→ **RECORDS FOR PROCESSING**:
[Start of section]

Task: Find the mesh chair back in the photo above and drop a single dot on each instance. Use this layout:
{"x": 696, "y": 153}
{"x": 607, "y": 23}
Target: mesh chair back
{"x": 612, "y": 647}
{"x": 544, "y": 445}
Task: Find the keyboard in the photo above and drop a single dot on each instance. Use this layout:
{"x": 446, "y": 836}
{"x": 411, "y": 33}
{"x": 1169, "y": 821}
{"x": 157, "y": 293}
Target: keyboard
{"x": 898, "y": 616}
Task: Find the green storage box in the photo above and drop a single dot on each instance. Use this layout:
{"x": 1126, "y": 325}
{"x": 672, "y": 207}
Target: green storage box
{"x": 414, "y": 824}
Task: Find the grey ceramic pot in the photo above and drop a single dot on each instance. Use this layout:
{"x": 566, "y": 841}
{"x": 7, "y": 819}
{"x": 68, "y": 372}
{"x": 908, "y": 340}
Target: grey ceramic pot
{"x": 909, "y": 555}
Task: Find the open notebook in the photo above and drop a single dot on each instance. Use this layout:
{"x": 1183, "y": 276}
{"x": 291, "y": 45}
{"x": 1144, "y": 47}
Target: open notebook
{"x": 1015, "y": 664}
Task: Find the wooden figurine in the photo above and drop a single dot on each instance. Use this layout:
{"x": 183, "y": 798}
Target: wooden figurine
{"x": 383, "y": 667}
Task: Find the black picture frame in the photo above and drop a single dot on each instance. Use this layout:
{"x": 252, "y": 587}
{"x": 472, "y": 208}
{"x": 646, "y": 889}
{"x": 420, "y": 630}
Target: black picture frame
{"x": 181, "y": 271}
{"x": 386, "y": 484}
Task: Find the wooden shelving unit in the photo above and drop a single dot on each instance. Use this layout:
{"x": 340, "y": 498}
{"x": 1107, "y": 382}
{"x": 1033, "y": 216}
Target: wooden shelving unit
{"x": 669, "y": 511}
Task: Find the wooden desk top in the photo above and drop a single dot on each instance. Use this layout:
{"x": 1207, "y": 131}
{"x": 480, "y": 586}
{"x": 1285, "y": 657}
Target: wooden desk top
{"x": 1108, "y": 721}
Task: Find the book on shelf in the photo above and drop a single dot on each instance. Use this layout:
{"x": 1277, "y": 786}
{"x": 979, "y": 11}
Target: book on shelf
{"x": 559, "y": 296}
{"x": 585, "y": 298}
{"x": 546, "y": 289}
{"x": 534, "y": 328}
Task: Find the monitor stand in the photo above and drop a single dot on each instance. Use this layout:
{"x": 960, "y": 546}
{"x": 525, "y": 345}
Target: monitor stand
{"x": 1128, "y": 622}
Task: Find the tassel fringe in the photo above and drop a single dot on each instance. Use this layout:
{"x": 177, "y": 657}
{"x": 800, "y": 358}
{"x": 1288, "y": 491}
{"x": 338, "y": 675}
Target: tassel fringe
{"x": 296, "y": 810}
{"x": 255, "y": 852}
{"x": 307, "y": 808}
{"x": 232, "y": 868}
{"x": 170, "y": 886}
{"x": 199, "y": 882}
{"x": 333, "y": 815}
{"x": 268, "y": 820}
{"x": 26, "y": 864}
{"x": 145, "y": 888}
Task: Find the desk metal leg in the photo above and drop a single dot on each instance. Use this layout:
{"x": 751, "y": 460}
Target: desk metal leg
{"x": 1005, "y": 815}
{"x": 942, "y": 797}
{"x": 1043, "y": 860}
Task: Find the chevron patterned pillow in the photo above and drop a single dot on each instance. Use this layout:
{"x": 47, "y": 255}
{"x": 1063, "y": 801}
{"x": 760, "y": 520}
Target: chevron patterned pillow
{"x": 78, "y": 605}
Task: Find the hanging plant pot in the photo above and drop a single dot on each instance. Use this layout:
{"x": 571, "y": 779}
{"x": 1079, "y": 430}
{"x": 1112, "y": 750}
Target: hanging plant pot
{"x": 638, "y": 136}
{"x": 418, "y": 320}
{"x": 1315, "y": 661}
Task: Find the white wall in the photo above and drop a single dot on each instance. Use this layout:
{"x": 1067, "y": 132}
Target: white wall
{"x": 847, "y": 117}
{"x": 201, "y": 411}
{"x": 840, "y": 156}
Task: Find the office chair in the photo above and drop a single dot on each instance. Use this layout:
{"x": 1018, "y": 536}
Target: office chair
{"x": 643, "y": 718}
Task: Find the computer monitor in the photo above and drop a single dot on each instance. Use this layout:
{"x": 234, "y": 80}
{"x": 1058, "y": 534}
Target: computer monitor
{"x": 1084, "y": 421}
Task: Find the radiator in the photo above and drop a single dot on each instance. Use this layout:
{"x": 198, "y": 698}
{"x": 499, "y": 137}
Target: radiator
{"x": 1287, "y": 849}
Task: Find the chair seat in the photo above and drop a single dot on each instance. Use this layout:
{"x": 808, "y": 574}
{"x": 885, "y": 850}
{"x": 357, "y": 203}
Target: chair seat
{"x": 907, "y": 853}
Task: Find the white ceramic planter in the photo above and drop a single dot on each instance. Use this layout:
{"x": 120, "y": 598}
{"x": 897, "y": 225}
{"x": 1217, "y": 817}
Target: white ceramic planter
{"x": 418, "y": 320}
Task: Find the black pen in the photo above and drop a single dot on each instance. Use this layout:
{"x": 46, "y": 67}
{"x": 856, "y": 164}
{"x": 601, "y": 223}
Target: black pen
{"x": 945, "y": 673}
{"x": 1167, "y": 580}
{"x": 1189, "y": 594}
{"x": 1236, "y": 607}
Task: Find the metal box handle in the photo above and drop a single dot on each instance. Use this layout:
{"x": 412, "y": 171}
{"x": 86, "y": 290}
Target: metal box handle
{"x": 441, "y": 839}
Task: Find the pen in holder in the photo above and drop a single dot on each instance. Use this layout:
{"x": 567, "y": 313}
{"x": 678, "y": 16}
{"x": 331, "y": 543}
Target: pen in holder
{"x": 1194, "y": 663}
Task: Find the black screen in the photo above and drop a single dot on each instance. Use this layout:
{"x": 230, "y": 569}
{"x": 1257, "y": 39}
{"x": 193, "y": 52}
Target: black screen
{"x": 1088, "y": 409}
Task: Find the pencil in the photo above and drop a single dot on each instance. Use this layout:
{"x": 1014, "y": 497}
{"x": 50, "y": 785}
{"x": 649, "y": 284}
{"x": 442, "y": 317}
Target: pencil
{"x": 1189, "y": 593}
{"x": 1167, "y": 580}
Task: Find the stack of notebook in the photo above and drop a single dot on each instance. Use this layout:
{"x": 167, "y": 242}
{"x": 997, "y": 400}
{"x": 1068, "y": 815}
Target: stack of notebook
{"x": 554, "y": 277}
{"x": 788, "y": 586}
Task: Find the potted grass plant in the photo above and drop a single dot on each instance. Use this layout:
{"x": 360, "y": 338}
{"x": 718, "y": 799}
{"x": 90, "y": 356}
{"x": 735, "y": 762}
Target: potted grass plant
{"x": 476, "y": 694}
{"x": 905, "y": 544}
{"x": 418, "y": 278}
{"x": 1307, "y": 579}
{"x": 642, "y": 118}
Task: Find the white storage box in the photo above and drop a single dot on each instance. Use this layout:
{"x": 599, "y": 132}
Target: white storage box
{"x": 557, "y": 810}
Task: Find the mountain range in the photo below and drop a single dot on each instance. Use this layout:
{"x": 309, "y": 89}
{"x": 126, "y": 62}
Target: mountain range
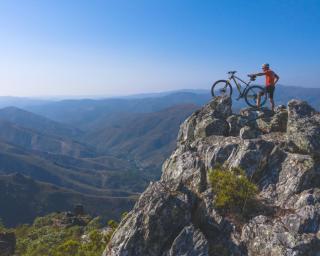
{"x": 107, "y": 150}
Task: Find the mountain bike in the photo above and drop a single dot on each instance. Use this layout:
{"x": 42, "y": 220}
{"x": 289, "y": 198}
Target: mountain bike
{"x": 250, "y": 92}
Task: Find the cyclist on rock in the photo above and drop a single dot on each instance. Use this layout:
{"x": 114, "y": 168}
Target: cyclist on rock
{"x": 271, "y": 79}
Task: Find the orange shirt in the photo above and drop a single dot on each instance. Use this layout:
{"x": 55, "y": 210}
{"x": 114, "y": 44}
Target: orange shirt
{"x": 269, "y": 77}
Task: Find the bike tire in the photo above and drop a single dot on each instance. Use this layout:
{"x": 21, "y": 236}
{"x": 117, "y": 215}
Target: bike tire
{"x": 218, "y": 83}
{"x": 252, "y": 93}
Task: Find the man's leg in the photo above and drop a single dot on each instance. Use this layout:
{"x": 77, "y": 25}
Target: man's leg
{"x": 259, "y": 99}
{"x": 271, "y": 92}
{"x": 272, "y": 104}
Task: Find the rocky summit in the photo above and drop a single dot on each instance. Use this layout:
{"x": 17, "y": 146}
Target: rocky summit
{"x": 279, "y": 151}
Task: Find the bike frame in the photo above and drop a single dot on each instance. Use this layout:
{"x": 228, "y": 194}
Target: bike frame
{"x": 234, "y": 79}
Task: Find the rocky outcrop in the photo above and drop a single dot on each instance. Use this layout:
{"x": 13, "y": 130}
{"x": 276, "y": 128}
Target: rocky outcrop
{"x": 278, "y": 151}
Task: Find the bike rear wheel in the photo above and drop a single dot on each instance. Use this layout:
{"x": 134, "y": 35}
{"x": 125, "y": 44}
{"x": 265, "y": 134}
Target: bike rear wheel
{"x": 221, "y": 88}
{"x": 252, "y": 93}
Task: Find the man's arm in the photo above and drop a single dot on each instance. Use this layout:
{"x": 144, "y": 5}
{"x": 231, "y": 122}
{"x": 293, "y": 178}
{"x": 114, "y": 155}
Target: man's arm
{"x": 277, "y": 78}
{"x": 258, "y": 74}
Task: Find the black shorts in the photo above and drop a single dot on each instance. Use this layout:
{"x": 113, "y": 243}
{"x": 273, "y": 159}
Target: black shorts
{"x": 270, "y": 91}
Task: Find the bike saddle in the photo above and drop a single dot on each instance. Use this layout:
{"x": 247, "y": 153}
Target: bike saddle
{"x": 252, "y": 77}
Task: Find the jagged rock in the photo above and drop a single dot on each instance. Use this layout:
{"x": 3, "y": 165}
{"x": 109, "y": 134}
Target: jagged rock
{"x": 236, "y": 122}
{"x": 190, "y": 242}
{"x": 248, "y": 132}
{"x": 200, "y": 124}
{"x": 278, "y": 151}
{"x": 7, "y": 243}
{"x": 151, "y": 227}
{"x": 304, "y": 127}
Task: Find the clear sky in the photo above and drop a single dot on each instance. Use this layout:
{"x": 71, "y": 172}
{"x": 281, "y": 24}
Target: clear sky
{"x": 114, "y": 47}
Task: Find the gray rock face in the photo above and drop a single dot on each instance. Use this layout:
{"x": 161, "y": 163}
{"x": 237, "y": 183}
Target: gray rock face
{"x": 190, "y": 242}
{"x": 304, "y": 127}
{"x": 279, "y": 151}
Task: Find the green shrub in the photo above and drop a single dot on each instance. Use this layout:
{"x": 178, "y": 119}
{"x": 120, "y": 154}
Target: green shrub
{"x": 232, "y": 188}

[End of section]

→ **WHAT IS NEEDED**:
Go to the line in the material above that contains "Task: Find the book" and copy exactly from there through the line that contains "Task: Find the monitor", stopping after it.

→ **FINISHED EXERCISE**:
Task: Find the book on shelf in the photo above and drop a single dot on each instance. Use this layout:
{"x": 1277, "y": 786}
{"x": 979, "y": 11}
Target: book on shelf
{"x": 559, "y": 296}
{"x": 585, "y": 298}
{"x": 546, "y": 289}
{"x": 534, "y": 328}
Task: Find the monitor stand in the photo above and drop a single dot on each instance. Use this layout:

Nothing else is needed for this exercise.